Given request »
Pictures stay out of your copy, but everything else in the records below must be repeated exactly.

* start Records to process *

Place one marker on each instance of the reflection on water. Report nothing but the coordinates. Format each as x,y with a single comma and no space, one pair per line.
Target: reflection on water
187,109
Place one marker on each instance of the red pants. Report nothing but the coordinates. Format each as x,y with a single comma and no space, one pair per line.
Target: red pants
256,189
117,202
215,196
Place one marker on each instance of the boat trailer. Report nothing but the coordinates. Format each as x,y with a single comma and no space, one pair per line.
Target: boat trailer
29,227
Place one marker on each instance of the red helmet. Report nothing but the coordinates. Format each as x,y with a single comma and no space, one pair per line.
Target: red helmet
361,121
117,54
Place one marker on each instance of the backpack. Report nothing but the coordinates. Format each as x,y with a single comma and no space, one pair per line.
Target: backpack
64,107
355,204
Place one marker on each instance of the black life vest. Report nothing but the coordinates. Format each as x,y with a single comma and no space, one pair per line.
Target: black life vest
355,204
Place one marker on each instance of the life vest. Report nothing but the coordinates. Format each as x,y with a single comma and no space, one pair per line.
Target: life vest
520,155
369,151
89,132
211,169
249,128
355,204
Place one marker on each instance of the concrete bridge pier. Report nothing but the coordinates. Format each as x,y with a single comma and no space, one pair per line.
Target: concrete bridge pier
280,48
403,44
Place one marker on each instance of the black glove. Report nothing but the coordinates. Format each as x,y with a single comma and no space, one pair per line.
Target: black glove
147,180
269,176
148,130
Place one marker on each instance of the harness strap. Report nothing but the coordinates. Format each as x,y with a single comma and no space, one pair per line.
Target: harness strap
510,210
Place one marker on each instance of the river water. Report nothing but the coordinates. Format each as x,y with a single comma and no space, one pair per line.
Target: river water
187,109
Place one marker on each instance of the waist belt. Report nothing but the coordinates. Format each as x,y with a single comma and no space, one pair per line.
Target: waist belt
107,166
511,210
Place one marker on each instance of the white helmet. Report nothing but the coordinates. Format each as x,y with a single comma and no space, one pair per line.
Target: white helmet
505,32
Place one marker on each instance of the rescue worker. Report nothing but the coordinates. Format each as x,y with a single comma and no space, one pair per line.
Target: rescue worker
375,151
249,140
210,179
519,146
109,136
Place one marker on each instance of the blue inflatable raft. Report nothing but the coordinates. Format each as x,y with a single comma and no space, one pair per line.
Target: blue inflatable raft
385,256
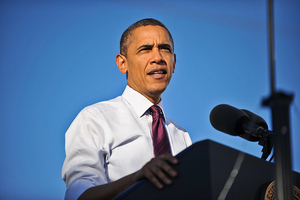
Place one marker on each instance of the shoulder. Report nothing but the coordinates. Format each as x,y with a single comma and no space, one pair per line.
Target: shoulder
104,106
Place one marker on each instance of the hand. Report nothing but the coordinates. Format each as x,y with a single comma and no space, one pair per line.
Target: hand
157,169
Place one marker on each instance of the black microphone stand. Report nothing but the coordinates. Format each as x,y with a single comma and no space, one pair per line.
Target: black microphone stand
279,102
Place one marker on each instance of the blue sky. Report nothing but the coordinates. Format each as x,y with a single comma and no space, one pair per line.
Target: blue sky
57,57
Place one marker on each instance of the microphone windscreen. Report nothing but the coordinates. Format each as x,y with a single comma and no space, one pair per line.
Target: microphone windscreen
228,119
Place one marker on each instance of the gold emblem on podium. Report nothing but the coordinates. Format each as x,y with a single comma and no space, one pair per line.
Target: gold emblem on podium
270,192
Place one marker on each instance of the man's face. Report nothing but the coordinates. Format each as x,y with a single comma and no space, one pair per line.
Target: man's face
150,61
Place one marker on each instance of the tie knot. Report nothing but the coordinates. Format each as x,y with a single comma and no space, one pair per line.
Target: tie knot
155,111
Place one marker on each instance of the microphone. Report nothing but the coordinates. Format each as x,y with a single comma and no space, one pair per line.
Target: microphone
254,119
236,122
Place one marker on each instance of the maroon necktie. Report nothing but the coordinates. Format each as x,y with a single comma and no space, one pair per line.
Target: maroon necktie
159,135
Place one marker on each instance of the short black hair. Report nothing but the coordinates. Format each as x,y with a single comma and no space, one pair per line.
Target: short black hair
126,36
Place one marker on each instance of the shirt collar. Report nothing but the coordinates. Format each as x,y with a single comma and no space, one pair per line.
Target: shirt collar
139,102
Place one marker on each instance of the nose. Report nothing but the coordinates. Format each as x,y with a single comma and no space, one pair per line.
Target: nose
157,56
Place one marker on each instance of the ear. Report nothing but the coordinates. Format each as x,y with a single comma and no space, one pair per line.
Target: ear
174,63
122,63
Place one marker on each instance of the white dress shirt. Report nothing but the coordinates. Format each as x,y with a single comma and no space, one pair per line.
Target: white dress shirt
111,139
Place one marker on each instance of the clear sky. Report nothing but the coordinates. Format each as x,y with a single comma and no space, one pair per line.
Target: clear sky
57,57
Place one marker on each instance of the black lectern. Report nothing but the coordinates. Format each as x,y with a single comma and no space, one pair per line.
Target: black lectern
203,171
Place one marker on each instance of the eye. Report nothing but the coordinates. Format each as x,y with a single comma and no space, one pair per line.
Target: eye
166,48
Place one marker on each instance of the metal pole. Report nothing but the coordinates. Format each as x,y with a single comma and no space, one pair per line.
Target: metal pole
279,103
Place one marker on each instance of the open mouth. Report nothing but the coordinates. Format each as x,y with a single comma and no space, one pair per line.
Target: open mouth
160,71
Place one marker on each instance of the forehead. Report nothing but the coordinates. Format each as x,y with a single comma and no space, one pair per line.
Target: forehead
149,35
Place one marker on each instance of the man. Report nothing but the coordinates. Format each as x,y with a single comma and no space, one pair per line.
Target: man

* end Records to process *

Problem solution »
Place one marker on each instance of the reflection on water. Report nothing but the coordinates. Format each as x,y with a single comma and no space, one pair per line.
Target: reflection on water
187,109
Place one marker on each instance of the red pants. Report nothing but the coordinates. Format each as x,y with a single comma and no space, one pair per line.
Target: red pants
256,189
117,202
215,196
Place one marker on each instance of the boat trailer. Report nothing but the coordinates. Format each as x,y with a single comma and no space, one pair per line.
Target: boat trailer
29,227
Place one marker on each instance of the red helmet. Report nothing but the coordinates. Format each as x,y with a single comma and no space, one pair per line.
Target: red helmet
361,121
117,54
Place one marker on each instance of the backpack. Report nothing but the coordinates. Format each as x,y with a single comma and no space, one pair per line.
Target: backpack
64,107
355,204
Place one marker on each instance of the black life vest. Report nothing but the coordinates. Format each as x,y with a single comma and no space, one pair per line.
Target: black life vest
355,204
Place one marker on each instance of the life vest. Report nothing but the coordinates. Format each as x,y with a single comma and no space, one pair per line.
Target: life vest
520,155
369,151
89,132
211,169
249,128
355,204
Place one marker on each instance of the concrete bridge pier. Report nothing but the coordinates. Format each as x,y with a single comma and no space, one pair per line.
Target: concrete bridge pier
280,48
403,44
Place one marker on each instance of the black glove. Report nothing but the coordinates. Format each as x,y with a single comma and no space, one pair per line.
Target: black glove
147,180
269,176
148,130
Place one marker on each instance of the harness strap. Report nothing but the coordinates. Format each as x,y with a single comma and no space, one pair per line.
Target: harness strap
510,210
Place one marker on each instance of the river water. Report nothing but the coordinates. Format each as x,y with a single comma and no space, one pair per line.
Target: river water
187,109
Place one marker on each instance of the waist belt. Report nothing but the coordinates. Format each as x,y with a single comma and no space, one pair per line.
Target: waist belt
107,166
511,210
Place one marker on each instance of the white helmet. Report nothing but the coordinates. Format each as x,y with a single comma and no space, one pair per line.
Target: white helmet
505,32
Place one marker on each instance of the rescue worker. Report nothing but the coordinates. Format each as x,y with a single comma and no space, one pair per line.
Target: rescue worker
375,151
249,140
210,179
519,146
109,136
Place one marker on each instance of the blue inflatable raft. Report nothing but the coordinates. Format each as x,y with a single comma and no space, one pair per line.
Target: blue inflatable raft
385,256
Place one marker on each instance of the shoulder. Report nothing but the coordinates. Format each as x,y with a single comma and no space, one pair per line.
Target: shoulder
104,106
Place one marker on each instance of the hand. Report nothing but the coordinates. Format each as x,y with a single comma and no space, one pair per line.
Target: hand
157,169
Place one marker on each instance of the black microphone stand. Report nothing but the coordinates. Format each as x,y with a single comma and no space, one pair per line.
Target: black microphone stand
279,102
Place one marker on each instance of the blue sky. Report nothing but the coordinates. Format each as x,y with a single comma and no space, one pair per line.
Target: blue sky
57,57
Place one marker on each instance of the microphone windscreen. Report nothing but the coordinates. Format each as x,y with a single comma and no space, one pair per line.
Target: microphone windscreen
228,119
Place one marker on each instance of the gold emblem on podium. Report nothing but the coordinates. Format each as x,y with a single comma and no space, one pair per line.
Target: gold emblem on podium
270,192
Place one marker on each instance of the man's face. Report nothing but the coordinates. Format each as x,y with a single comma and no space, one pair per line.
Target: man's face
150,61
Place one marker on each instance of the tie knot. Report nothing but the coordinates. Format each as x,y with a single comma and no space, one pair per line.
Target: tie knot
155,111
Place one marker on each instance of the microphone. Report nothing but the coordinates. Format each as x,y with a single comma and no space, one pair per line.
Target: microphone
254,119
236,122
Place one marker on each instance of the maroon necktie. Report nothing but the coordinates. Format each as x,y with a single comma and no space, one pair per line.
Target: maroon necktie
159,135
Place one marker on each instance of the short black hair. Report nothing but the coordinates. Format each as x,y with a single comma and no space, one pair per line.
Target: short black hair
126,36
Place one marker on each instance of the shirt collar. Report nothing but the coordinates. Format each as x,y with a single comma and no space, one pair per line.
Target: shirt collar
139,102
Place one marker on each instance of the nose. Report nothing but the coordinates. Format each as x,y with a single comma and no space, one pair per line.
Target: nose
157,56
Place one marker on each instance of the ear. Report nothing but the coordinates. Format each as x,y with a single comma and no space, one pair per line.
Target: ear
174,63
122,63
Place one marker on each instance of the white dress shirt. Report nothing but the coordinates. Format each as x,y with a single comma and no space, one pair per line.
Target: white dress shirt
111,139
Place one marker on each instance of the clear sky. Report nothing but the coordinates. Format each as x,y with a single comma and no space, one pair per line.
Target: clear sky
57,57
Place one marker on each instance of the black lectern. Report nothing but the coordinates. Format each as x,y with a single comma and no space, one pair per line.
Target: black lectern
203,171
Place one marker on each instance of the eye. Report nothing but the coordinates. Format each as x,y with a single comma and no space, one pair per line.
Target: eye
166,48
Place one marker on each instance of the metal pole. Report nothing but the coordinates. Format each as x,y with a single comma and no space, one pair per line.
Target: metal pole
279,103
Place one marker on each instance of the open mouth. Report nothing but the coordinates. Format each as x,y with a single comma and no space, one pair per line.
Target: open mouth
160,71
Place one marker on each instance of the forehead. Report nothing but the coordinates. Format each as x,y with a single comma and no space, one pair per line.
Target: forehead
149,35
Place one marker on each instance of the man. Report nothing but the coordinates. Format each as x,y with a single comma and no space, one pair per line.
Target: man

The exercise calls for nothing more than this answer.